Work task >> Search the data for the word "query" and copy every line where it occurs.
[Excerpted records]
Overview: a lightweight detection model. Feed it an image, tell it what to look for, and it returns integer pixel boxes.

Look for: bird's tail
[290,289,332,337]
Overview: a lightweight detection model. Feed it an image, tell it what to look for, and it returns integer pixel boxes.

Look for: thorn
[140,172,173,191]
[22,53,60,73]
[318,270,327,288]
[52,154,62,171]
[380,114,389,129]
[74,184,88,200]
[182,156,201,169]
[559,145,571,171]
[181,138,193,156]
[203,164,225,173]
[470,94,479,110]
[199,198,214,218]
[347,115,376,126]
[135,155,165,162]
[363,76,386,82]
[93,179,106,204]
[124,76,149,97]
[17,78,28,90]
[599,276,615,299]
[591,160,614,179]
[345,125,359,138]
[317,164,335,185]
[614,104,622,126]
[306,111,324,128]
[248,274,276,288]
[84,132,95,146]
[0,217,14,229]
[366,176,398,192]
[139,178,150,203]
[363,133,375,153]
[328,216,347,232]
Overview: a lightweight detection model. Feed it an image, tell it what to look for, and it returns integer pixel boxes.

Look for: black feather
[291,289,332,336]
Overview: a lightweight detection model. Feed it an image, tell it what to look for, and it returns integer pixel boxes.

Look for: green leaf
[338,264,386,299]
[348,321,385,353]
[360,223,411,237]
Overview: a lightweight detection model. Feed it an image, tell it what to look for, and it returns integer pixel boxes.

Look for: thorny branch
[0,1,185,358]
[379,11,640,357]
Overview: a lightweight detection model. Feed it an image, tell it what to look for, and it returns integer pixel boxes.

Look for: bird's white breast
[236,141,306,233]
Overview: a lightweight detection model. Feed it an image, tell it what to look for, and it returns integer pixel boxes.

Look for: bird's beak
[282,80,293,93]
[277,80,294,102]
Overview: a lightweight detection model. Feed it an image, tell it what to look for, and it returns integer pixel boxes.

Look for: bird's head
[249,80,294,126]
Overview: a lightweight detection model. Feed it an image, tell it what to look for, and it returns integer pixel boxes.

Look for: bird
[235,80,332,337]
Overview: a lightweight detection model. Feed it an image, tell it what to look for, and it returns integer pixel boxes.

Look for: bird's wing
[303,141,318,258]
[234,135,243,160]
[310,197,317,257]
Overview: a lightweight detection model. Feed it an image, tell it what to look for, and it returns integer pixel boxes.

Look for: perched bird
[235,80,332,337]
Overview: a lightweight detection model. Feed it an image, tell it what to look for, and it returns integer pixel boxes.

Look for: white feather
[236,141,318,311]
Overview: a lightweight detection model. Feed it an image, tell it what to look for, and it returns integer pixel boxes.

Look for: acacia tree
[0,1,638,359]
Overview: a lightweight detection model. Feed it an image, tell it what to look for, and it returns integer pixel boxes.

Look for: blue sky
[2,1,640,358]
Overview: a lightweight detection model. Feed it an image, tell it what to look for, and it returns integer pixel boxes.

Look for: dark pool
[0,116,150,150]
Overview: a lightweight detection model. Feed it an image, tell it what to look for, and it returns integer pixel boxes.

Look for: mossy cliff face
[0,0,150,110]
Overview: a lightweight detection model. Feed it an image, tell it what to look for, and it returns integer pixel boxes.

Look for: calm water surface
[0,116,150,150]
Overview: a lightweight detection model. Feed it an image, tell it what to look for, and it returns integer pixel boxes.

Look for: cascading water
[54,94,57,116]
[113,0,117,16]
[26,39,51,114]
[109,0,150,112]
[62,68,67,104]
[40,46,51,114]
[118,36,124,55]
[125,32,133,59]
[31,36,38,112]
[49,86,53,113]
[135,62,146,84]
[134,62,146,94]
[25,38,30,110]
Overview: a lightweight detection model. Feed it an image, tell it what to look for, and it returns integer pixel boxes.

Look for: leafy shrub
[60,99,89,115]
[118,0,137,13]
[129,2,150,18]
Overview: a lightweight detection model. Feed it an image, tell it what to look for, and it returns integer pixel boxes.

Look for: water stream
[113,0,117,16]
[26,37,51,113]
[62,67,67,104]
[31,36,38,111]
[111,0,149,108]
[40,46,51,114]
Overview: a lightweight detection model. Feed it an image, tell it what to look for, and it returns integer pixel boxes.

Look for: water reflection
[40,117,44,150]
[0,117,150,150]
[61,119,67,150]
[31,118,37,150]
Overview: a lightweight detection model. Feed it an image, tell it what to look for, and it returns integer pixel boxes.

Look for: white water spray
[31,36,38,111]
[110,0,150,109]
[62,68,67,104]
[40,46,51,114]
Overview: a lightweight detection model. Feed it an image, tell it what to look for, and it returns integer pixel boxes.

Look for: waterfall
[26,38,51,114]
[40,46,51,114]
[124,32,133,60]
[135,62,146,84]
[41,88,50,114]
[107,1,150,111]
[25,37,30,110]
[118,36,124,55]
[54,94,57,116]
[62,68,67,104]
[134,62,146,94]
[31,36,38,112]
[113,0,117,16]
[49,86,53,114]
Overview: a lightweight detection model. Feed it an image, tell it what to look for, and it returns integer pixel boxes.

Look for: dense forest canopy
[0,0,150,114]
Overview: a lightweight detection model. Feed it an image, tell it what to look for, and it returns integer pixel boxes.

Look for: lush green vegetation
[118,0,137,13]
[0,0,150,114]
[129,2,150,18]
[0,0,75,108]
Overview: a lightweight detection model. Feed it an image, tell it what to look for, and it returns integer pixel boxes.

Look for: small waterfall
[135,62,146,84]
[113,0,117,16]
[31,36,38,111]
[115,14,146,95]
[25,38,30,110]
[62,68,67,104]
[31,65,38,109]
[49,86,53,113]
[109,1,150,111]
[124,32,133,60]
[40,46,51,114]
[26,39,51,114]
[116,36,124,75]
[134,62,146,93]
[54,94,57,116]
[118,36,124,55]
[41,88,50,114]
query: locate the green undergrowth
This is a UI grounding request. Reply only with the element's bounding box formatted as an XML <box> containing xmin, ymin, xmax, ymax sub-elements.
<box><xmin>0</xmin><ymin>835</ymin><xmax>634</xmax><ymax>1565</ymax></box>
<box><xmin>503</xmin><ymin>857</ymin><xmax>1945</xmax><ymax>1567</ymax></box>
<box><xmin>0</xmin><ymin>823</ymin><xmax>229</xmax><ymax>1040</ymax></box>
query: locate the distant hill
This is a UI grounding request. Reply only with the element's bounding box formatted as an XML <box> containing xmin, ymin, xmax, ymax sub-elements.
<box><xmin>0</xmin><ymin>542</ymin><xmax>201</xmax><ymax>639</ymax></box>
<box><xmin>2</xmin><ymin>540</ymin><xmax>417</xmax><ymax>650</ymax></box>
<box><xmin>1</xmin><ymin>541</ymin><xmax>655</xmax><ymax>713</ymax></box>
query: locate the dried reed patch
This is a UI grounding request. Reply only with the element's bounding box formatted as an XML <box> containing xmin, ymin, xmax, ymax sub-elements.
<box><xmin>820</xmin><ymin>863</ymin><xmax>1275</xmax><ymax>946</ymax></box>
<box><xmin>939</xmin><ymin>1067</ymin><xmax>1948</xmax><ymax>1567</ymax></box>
[/Excerpted records]
Answer to the problem >>
query: locate the green undergrowth
query: locate the distant hill
query: locate the dried reed patch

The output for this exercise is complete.